Data entries:

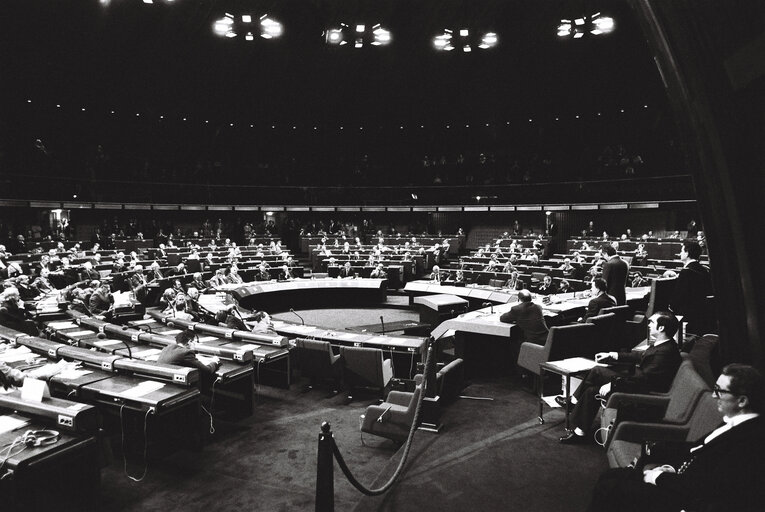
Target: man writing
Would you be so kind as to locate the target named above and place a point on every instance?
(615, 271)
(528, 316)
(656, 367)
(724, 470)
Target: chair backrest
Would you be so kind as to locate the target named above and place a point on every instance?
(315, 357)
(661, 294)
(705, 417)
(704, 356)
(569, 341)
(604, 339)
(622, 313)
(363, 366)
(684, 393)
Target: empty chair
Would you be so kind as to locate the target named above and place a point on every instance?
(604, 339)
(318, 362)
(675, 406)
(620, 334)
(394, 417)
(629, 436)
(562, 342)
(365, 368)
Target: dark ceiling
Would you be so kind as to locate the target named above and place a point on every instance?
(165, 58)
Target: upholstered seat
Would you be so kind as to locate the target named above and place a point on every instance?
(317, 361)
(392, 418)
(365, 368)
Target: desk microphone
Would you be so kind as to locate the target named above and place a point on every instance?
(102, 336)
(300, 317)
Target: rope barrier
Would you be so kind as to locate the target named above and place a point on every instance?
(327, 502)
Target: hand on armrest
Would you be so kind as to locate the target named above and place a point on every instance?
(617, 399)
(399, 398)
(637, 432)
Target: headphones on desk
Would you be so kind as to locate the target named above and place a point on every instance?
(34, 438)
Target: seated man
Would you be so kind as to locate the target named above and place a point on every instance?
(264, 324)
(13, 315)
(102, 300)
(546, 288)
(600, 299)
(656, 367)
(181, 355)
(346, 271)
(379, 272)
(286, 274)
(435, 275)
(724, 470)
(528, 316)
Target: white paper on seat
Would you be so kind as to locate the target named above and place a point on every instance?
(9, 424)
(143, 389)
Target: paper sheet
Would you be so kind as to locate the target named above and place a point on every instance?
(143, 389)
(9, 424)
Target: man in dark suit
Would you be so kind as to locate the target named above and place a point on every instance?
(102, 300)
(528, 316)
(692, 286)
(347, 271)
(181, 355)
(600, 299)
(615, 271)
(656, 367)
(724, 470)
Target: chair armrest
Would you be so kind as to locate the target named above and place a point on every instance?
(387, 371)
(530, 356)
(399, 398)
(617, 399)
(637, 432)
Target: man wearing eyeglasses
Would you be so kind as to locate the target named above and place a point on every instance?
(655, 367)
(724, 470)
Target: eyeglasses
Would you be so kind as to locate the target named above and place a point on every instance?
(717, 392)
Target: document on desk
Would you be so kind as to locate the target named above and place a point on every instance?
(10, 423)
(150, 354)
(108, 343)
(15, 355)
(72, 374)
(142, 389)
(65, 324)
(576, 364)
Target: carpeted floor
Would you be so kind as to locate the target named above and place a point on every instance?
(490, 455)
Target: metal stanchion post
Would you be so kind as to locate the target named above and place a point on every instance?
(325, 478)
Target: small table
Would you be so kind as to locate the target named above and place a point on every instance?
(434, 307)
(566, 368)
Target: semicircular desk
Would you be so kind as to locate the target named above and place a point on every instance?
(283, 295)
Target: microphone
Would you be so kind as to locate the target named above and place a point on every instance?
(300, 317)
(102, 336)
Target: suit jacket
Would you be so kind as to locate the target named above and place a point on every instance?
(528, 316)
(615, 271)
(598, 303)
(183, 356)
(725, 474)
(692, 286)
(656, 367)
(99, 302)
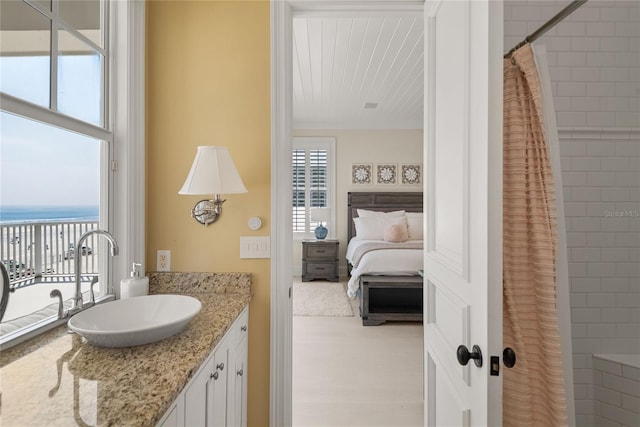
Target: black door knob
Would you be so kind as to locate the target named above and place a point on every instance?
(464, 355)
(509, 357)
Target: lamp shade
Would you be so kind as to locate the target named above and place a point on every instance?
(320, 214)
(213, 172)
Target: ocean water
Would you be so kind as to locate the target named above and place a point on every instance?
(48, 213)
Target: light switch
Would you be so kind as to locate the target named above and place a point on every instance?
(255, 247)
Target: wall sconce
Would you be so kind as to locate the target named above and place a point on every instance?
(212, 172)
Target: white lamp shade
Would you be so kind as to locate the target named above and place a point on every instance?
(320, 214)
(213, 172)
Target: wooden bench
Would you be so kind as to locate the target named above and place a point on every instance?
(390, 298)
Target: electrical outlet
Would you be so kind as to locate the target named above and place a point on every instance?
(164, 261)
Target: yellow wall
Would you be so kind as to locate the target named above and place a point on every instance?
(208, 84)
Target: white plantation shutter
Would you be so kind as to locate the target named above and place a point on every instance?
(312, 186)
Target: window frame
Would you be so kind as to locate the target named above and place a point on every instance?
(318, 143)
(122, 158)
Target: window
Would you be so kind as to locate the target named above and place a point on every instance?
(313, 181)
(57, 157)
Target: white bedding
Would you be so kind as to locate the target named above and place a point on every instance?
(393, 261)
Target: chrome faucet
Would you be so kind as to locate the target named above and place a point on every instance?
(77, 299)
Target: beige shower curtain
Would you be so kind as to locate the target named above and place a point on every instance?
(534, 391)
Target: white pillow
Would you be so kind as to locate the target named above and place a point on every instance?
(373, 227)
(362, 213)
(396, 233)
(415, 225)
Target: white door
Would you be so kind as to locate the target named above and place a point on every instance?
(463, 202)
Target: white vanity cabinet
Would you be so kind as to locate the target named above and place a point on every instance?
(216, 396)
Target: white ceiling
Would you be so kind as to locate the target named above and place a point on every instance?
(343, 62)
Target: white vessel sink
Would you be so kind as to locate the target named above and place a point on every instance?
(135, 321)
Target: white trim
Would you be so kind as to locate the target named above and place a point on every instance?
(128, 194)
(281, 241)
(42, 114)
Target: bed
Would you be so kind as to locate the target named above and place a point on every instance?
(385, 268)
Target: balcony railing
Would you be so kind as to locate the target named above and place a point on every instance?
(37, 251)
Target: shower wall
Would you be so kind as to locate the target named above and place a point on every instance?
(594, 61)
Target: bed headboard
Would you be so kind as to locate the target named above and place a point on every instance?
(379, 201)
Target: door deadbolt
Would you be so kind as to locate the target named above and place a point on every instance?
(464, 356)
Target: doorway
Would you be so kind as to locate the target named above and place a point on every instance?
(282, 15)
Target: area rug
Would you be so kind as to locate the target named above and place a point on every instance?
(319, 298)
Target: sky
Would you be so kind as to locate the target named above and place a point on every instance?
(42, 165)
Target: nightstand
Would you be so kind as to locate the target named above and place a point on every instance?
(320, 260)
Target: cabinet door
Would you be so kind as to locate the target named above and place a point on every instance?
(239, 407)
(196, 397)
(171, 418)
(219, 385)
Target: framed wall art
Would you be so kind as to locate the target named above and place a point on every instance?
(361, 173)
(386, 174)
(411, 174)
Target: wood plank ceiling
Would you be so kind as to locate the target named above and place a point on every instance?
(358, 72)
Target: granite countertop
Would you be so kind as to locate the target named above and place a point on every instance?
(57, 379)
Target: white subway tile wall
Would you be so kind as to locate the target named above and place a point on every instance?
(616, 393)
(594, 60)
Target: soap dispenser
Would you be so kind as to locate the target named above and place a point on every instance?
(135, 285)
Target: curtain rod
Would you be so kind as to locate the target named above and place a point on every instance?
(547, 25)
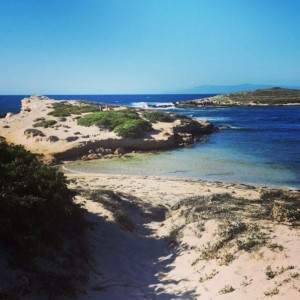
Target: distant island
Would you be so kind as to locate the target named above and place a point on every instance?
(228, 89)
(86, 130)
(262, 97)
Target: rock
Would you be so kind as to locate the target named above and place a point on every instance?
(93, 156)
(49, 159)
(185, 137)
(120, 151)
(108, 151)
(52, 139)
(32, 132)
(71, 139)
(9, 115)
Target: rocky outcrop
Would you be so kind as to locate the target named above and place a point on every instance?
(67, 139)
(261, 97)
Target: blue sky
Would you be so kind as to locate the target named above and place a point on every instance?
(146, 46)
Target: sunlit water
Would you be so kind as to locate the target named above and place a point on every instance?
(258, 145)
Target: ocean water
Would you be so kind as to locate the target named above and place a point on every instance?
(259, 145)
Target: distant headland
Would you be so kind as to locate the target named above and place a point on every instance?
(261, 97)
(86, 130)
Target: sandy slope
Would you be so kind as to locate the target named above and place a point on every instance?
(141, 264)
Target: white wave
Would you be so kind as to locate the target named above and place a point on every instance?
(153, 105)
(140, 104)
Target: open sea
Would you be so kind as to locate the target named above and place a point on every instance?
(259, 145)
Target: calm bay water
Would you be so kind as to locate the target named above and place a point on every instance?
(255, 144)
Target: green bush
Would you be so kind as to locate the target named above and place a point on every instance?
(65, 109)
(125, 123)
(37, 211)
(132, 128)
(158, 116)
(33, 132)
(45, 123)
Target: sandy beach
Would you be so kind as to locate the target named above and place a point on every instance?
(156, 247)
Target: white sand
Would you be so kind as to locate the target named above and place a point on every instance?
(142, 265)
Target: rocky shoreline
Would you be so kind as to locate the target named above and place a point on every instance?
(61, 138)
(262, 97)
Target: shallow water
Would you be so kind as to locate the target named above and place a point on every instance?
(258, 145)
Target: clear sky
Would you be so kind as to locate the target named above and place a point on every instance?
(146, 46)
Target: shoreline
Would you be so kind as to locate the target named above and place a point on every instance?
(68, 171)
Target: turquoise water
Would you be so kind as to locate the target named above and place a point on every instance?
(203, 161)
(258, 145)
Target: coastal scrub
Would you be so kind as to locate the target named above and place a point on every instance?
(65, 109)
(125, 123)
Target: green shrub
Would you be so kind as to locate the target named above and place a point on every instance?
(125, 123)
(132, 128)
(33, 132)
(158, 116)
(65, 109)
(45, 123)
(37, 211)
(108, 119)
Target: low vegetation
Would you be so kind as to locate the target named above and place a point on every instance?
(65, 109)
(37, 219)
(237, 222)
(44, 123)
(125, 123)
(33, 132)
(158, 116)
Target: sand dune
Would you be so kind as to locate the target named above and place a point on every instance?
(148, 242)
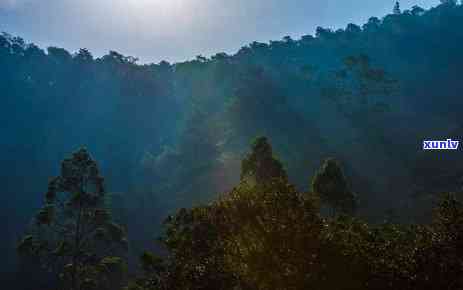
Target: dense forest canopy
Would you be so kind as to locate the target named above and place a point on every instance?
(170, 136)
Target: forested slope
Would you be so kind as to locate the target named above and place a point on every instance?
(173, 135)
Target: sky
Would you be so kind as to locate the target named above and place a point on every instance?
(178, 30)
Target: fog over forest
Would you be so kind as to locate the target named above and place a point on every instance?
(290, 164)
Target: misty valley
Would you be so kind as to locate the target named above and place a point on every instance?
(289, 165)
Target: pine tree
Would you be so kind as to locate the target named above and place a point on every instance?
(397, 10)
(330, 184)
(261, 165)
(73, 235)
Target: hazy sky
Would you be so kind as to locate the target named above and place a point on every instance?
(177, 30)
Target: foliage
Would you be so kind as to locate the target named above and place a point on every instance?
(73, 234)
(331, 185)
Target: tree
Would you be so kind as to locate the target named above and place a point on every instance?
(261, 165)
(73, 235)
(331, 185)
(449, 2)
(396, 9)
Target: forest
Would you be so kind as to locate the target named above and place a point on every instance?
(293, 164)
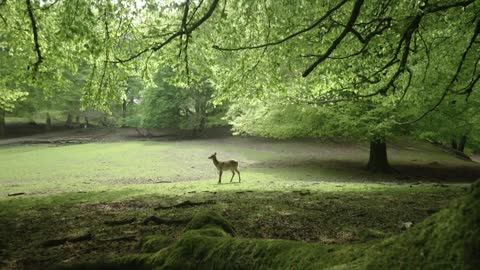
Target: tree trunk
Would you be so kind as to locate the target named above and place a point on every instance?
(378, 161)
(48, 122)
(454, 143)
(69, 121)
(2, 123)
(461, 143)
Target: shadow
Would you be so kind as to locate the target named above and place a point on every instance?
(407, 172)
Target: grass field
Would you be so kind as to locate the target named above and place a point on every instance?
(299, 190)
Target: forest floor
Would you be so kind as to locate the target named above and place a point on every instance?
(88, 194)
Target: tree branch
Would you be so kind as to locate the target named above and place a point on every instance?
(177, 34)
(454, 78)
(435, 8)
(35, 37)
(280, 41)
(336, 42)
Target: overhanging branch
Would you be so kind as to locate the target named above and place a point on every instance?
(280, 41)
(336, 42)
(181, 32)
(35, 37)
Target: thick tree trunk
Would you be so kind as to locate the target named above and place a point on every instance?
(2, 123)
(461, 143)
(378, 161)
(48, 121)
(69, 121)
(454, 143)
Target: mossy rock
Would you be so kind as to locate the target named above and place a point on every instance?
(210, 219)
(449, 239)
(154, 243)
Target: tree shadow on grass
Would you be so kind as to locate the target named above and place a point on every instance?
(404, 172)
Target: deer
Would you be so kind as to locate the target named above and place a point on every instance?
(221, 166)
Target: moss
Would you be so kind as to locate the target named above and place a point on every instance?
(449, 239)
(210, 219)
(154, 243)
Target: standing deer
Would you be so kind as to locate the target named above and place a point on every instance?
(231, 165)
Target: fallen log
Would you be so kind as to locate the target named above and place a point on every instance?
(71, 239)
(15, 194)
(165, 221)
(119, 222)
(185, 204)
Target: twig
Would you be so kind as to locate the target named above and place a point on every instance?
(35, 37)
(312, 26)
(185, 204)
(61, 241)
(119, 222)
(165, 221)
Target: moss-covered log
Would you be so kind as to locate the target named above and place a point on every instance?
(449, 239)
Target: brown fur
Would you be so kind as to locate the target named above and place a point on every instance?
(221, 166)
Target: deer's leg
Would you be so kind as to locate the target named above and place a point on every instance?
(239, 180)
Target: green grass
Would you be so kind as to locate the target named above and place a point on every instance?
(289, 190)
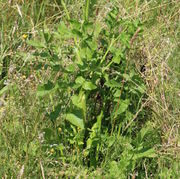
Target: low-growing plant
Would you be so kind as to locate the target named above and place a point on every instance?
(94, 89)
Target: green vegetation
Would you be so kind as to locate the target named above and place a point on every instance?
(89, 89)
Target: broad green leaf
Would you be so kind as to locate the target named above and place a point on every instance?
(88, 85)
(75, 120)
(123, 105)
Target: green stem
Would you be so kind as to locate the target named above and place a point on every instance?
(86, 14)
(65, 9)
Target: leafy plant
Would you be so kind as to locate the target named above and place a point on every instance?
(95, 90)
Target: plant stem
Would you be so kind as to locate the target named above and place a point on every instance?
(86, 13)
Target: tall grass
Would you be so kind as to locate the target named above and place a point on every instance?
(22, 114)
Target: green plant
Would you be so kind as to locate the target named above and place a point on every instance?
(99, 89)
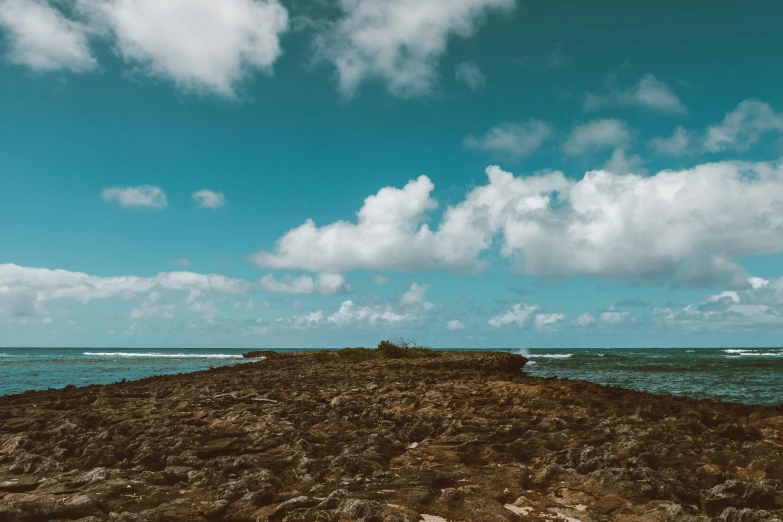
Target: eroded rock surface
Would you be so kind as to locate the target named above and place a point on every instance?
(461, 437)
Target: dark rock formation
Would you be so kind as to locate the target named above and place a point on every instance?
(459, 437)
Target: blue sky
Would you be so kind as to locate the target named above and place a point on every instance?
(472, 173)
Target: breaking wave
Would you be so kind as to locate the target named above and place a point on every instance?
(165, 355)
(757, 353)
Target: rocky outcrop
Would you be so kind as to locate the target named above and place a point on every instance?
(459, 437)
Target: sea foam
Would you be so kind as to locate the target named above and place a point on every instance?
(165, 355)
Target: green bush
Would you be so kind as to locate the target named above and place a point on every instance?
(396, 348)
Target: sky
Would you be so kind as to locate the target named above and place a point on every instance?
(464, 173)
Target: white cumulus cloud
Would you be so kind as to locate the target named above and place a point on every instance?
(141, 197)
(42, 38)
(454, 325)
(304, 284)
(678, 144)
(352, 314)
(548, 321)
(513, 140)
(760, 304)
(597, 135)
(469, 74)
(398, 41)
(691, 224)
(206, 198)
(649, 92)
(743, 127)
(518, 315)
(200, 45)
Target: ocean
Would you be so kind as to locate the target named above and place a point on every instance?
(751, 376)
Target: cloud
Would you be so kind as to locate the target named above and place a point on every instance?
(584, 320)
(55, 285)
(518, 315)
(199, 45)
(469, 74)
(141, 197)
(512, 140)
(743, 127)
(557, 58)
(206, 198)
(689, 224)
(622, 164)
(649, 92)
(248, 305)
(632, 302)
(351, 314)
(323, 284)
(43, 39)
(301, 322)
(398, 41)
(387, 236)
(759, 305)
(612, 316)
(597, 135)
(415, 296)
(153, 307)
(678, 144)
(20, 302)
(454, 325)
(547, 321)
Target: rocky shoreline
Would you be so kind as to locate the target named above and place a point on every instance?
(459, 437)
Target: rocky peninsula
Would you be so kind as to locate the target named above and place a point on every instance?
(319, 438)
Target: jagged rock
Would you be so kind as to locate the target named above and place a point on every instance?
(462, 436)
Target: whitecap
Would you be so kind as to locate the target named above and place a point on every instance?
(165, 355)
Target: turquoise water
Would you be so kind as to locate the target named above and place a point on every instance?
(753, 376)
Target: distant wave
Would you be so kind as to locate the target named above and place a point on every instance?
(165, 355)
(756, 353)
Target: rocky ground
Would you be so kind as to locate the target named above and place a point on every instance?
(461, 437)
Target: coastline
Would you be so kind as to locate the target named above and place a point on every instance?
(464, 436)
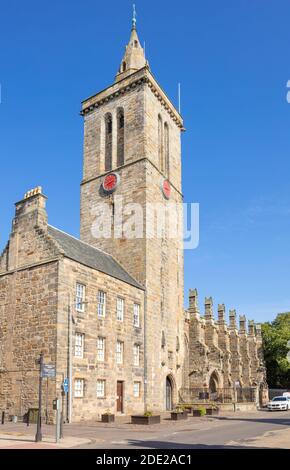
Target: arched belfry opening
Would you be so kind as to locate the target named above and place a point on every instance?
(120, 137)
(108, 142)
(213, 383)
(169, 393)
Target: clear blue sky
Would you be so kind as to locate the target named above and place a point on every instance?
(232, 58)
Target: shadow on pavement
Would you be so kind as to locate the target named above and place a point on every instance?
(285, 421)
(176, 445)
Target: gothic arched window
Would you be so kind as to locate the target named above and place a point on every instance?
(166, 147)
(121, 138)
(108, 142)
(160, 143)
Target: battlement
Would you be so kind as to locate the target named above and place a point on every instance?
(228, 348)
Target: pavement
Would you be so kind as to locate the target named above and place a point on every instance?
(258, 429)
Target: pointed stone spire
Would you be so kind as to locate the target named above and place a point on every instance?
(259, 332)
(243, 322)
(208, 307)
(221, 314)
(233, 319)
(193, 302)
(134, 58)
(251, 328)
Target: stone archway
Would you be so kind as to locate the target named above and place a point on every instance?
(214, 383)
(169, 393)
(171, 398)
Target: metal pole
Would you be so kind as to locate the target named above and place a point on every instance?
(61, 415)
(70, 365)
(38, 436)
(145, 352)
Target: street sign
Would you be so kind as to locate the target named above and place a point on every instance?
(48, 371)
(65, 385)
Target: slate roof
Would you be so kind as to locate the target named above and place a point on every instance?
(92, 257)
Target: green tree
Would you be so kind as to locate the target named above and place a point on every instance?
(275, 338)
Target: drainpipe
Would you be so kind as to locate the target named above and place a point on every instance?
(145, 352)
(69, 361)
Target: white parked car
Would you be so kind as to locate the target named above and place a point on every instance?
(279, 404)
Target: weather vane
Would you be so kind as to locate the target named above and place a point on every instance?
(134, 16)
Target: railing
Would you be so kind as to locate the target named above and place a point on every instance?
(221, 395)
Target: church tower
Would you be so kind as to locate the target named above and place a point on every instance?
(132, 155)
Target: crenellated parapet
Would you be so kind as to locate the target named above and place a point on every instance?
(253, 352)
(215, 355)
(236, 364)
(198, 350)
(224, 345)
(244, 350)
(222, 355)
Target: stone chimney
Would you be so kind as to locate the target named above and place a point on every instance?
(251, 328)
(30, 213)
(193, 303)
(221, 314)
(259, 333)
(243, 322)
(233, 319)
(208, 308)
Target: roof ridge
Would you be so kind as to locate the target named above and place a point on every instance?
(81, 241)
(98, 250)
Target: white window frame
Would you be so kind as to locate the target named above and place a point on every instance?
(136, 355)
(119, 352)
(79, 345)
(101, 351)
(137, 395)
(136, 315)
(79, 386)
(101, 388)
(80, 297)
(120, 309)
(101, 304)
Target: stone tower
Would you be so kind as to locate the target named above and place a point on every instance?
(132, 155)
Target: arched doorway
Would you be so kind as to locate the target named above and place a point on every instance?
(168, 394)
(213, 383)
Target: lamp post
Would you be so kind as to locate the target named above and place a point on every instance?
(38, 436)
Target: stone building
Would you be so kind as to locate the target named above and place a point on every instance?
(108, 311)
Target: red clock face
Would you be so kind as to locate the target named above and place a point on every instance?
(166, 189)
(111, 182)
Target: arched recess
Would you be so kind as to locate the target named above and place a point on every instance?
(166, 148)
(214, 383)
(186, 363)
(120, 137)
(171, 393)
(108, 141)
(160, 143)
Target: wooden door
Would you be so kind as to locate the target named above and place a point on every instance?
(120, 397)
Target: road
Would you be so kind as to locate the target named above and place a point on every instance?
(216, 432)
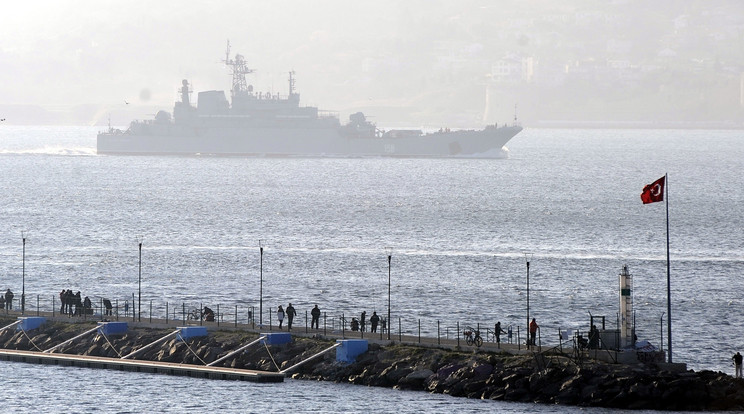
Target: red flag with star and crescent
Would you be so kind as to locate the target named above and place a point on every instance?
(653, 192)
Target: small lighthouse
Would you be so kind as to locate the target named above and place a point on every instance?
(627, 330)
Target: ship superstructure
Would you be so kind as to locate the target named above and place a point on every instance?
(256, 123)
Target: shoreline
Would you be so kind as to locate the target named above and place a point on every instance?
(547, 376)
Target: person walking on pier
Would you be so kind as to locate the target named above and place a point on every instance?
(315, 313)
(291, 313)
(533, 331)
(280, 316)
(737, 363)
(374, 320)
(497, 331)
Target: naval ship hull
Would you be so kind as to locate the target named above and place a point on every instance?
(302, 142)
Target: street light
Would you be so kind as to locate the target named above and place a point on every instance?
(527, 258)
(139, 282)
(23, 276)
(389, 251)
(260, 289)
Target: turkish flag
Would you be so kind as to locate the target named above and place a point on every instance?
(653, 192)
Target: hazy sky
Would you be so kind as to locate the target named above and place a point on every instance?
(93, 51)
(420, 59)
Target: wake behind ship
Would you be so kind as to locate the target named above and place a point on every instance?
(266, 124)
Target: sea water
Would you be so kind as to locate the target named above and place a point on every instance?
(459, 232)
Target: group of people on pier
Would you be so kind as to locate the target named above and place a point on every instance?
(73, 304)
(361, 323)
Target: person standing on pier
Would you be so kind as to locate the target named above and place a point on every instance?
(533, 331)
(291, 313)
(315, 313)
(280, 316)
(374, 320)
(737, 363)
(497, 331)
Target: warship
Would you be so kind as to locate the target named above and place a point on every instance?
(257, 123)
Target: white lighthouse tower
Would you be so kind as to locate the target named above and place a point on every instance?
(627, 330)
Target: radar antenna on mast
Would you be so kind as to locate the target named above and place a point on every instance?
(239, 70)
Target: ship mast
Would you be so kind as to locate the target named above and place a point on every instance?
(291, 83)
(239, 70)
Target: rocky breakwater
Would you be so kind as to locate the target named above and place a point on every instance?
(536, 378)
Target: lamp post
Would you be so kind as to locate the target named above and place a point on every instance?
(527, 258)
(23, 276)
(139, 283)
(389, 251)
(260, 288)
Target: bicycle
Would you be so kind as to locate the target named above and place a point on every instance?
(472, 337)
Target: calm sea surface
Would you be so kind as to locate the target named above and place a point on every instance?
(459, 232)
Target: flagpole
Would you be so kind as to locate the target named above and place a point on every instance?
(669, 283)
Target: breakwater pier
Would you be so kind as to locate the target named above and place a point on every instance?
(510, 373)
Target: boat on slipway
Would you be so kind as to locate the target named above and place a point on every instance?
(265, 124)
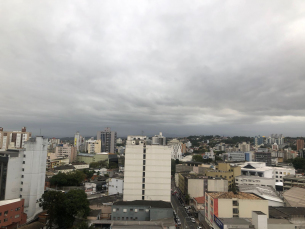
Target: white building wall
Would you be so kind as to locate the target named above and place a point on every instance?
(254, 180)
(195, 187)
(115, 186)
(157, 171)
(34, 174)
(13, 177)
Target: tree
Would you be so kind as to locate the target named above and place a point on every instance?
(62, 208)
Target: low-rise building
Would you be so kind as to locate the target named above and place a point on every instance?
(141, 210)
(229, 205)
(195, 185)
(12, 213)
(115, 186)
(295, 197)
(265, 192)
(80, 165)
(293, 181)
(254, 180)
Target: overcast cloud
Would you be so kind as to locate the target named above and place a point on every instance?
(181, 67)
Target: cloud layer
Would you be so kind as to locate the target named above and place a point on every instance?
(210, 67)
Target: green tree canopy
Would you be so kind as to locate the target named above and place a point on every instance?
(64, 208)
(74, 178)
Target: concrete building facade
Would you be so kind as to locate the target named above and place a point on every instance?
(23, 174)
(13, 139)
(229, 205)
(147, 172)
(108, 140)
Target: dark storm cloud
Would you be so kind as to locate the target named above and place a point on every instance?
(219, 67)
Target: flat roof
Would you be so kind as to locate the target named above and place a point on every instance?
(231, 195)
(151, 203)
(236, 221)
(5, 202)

What is asked:
In the records above, find the line with "Target: breakwater pier" and copy from it through the last line exactly, without the pictures.

Expected answer:
Target: breakwater pier
Would you be so kind as to locate the target named above and place a point on every instance?
(510, 373)
Target: boat on slipway
Would you be so kind as to locate the target named above and place a point on every instance?
(265, 124)
Target: white building wall
Would you be so kind as to locate the target named above and place a point on every instance?
(254, 180)
(195, 187)
(115, 186)
(157, 171)
(34, 174)
(13, 177)
Target: tree
Would you be so kind as to locate the target named above and place a point on every instance?
(62, 208)
Target: low-rise building
Would you be so kind as to locate the target named above and place a point on every instance?
(141, 210)
(229, 205)
(195, 185)
(12, 213)
(115, 186)
(295, 197)
(265, 192)
(80, 165)
(293, 181)
(254, 180)
Target: overcast cloud
Would you be so kind as to locate the target named above and place a point on every instance?
(181, 67)
Target: cloud layer
Would you be so kind as to locate the target named above and place a point on every instance?
(210, 67)
Target: green tree canopy
Would you be so kind as to locate the target named above and place a point on every instance?
(64, 208)
(74, 178)
Target: concrete building facade
Would you be so kind as to locate the target named above and place a point on every instance?
(23, 174)
(13, 139)
(229, 205)
(147, 172)
(108, 140)
Target: dark storm cloud
Would you be so kind as to locate the target named above and place a point on every instance?
(219, 67)
Target: flat roof
Would you be so kind as to locate the target named above and place a point on every instance?
(231, 195)
(151, 203)
(236, 221)
(5, 202)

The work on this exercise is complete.